Task description: Reproduce verbatim the lines below, beginning at the line that contains "Where can the cloudy" and ending after the line that contains "<point>89,103</point>", with both of those lines included.

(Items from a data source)
____
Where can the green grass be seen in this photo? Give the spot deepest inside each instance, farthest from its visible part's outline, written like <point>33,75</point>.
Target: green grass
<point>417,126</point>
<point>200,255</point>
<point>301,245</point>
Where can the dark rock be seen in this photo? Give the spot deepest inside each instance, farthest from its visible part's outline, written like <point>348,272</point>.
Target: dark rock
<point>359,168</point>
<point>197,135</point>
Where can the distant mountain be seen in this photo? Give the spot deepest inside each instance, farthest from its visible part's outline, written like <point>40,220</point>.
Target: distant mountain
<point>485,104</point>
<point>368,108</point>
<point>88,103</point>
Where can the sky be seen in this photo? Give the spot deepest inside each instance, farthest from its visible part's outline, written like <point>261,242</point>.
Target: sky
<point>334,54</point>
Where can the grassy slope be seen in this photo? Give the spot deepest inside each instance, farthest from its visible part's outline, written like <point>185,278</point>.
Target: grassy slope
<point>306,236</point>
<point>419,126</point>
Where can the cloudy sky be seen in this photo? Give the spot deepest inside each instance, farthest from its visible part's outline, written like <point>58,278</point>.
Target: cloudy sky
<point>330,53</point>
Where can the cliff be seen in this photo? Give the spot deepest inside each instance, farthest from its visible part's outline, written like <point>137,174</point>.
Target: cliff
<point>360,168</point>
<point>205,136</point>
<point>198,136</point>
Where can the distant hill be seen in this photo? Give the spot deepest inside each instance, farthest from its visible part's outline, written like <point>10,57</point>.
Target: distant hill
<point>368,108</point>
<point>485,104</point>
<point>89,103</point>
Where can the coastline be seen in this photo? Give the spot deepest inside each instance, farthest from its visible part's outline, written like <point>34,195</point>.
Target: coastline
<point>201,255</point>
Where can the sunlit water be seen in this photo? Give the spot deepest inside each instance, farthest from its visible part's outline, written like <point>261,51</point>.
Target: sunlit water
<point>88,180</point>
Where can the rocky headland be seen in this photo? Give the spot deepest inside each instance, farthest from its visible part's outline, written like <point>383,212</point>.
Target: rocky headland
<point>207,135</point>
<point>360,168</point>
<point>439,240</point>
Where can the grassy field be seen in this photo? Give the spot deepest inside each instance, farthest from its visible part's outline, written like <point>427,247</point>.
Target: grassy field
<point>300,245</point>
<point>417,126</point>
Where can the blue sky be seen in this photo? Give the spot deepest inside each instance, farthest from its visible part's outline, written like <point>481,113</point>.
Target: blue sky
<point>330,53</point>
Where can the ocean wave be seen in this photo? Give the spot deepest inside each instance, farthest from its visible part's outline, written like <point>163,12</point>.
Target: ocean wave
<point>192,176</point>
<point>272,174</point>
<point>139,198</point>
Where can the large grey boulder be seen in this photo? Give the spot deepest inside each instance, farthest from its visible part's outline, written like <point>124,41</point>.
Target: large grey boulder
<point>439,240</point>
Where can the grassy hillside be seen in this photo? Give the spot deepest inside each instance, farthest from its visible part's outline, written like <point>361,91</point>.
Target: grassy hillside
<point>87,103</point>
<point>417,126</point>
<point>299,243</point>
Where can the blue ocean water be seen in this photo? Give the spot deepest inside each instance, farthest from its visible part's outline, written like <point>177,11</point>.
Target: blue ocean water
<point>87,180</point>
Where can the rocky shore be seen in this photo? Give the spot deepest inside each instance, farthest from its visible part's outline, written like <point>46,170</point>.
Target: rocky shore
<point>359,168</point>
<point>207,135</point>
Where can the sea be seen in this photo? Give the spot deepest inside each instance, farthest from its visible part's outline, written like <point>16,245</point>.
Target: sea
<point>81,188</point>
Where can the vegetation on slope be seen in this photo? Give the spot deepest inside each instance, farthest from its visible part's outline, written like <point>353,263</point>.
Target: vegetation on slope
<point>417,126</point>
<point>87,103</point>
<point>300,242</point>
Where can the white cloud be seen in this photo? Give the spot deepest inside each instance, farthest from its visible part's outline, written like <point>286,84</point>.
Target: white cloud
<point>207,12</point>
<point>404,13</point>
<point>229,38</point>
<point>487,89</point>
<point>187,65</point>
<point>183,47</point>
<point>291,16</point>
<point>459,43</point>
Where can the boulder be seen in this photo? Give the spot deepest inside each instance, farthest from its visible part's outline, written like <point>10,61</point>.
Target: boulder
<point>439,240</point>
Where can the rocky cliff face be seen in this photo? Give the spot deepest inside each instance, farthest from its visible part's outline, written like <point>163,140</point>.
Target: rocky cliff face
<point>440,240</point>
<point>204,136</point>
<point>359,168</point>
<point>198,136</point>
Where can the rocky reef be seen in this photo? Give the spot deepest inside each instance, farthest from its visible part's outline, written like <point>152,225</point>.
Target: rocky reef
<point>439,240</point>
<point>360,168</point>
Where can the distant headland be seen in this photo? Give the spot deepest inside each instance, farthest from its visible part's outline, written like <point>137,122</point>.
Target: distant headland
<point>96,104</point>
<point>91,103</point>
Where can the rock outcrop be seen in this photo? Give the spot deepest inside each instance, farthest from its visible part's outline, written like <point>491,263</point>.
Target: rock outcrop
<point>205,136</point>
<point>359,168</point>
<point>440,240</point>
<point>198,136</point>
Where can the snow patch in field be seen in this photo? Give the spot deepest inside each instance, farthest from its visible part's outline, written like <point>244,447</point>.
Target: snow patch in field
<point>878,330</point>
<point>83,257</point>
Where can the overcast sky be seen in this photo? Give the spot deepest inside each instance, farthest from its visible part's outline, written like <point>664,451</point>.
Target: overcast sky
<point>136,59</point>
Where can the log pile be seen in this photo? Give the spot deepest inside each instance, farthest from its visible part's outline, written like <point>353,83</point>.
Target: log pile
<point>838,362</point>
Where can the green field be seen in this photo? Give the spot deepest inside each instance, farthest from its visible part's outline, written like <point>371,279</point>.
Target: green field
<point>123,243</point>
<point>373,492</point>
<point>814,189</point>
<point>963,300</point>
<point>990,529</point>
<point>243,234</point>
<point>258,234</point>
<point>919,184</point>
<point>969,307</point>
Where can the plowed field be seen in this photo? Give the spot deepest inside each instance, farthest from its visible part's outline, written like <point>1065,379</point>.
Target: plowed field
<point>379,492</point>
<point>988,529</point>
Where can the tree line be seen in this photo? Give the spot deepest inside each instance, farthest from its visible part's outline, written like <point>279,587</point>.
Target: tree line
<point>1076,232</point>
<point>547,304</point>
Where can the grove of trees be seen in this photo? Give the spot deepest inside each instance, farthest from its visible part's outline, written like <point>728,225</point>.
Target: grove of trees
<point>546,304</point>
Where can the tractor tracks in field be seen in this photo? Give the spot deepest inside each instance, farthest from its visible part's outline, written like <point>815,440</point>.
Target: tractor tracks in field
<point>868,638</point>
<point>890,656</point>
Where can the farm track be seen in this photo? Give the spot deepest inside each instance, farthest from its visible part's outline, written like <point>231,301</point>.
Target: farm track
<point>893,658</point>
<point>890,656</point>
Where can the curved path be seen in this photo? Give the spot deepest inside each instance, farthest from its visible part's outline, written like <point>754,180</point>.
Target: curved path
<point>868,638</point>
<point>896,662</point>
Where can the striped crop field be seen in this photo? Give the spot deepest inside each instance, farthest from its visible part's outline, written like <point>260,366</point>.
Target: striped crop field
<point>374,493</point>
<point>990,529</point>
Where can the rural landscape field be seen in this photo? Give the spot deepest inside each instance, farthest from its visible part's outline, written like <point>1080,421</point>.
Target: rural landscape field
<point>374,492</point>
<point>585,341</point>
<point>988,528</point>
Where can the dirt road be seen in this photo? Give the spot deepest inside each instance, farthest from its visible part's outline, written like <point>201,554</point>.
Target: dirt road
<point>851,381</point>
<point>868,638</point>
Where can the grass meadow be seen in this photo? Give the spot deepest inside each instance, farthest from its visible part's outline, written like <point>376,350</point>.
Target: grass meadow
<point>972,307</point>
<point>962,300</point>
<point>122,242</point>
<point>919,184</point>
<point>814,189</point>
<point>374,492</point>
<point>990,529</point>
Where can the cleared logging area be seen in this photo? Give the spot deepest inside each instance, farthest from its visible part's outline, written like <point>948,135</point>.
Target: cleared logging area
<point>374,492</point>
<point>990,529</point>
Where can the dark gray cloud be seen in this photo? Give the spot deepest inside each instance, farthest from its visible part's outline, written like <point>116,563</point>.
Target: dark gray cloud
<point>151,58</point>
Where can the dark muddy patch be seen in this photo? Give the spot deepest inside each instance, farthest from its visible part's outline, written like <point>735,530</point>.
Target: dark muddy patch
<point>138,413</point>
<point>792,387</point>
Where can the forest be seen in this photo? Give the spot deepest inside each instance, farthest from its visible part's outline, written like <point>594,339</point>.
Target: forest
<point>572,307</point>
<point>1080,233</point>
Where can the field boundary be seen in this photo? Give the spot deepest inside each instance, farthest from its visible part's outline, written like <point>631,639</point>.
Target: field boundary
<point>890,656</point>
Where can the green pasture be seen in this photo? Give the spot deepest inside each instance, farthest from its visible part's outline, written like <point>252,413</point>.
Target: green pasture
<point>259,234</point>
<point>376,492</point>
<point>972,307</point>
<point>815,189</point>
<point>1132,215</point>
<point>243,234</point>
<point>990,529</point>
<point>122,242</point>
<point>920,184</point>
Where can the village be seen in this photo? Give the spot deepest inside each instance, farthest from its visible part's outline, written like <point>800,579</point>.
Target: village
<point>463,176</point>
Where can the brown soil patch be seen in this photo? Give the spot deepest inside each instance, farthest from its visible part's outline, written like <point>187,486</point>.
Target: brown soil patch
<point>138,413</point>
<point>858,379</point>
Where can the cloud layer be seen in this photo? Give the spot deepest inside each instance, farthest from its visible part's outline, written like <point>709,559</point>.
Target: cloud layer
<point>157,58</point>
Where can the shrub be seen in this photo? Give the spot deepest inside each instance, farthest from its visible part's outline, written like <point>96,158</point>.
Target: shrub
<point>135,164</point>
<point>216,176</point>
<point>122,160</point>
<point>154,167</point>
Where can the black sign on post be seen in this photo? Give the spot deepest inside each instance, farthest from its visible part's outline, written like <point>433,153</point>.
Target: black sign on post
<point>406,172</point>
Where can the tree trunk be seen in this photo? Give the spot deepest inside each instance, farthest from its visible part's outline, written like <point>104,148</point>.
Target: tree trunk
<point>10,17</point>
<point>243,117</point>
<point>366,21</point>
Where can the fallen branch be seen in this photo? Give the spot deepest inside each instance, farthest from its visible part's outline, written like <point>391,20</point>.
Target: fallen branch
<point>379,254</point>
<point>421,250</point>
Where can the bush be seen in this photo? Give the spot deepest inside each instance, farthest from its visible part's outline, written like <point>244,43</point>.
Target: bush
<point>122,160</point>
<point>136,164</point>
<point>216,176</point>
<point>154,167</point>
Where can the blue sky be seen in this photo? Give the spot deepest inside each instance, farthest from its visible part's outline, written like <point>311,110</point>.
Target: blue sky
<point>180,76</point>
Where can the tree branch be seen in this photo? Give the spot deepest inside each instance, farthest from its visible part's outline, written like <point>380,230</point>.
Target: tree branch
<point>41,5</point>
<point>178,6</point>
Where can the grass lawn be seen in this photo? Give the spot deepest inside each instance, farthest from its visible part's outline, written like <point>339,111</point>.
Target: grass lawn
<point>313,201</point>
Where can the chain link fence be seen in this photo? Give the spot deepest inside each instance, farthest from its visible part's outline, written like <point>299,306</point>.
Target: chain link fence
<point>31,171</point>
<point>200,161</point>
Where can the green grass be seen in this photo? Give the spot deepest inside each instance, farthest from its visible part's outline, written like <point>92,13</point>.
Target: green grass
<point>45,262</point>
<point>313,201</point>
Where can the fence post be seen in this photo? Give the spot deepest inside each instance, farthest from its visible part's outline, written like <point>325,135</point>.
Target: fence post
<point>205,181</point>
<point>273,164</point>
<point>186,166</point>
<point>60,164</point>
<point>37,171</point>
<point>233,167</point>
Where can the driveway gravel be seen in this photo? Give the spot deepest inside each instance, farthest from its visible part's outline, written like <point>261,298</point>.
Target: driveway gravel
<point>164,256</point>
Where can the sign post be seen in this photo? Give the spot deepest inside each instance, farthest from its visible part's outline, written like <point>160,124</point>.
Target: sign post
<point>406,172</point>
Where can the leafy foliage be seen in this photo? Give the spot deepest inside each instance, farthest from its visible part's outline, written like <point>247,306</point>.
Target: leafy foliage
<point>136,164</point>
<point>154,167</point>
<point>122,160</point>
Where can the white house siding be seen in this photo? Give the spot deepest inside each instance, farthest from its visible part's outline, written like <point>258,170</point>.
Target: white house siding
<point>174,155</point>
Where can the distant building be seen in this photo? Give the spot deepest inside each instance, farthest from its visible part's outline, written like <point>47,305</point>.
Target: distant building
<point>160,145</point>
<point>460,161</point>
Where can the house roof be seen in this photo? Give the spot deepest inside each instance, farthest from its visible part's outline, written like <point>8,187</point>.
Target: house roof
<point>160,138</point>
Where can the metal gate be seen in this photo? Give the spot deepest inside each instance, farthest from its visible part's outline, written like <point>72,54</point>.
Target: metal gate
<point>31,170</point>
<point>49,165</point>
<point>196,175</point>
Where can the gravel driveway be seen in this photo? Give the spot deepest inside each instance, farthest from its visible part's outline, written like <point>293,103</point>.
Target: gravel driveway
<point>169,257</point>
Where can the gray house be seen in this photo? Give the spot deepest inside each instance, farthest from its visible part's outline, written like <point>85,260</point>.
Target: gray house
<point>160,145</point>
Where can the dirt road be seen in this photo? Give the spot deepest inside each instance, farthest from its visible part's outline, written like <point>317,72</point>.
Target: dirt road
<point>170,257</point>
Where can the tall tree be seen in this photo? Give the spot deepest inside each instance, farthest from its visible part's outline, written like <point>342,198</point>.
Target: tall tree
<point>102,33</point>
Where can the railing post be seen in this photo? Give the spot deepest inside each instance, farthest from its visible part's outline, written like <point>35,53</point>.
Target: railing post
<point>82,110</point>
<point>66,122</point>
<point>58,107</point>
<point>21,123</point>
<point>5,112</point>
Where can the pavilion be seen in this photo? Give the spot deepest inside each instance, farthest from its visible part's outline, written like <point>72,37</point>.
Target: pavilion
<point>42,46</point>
____
The response:
Where can the cloudy sky be seen in this photo? Give the spot deepest inside each instance, farthest from its visible part's outline, written like <point>58,278</point>.
Target: cloudy sky
<point>330,53</point>
Where can the cliff be seen in this photo? Give the spot deepest inside each instance, farthest from its visible part's outline, written like <point>137,174</point>.
Target: cliff
<point>360,168</point>
<point>205,136</point>
<point>198,136</point>
Where can the distant hill be seen in this photo? Give the spot deepest inside each instance, farthest from its visible part's outline, written like <point>10,57</point>.
Target: distant hill
<point>368,108</point>
<point>485,104</point>
<point>89,103</point>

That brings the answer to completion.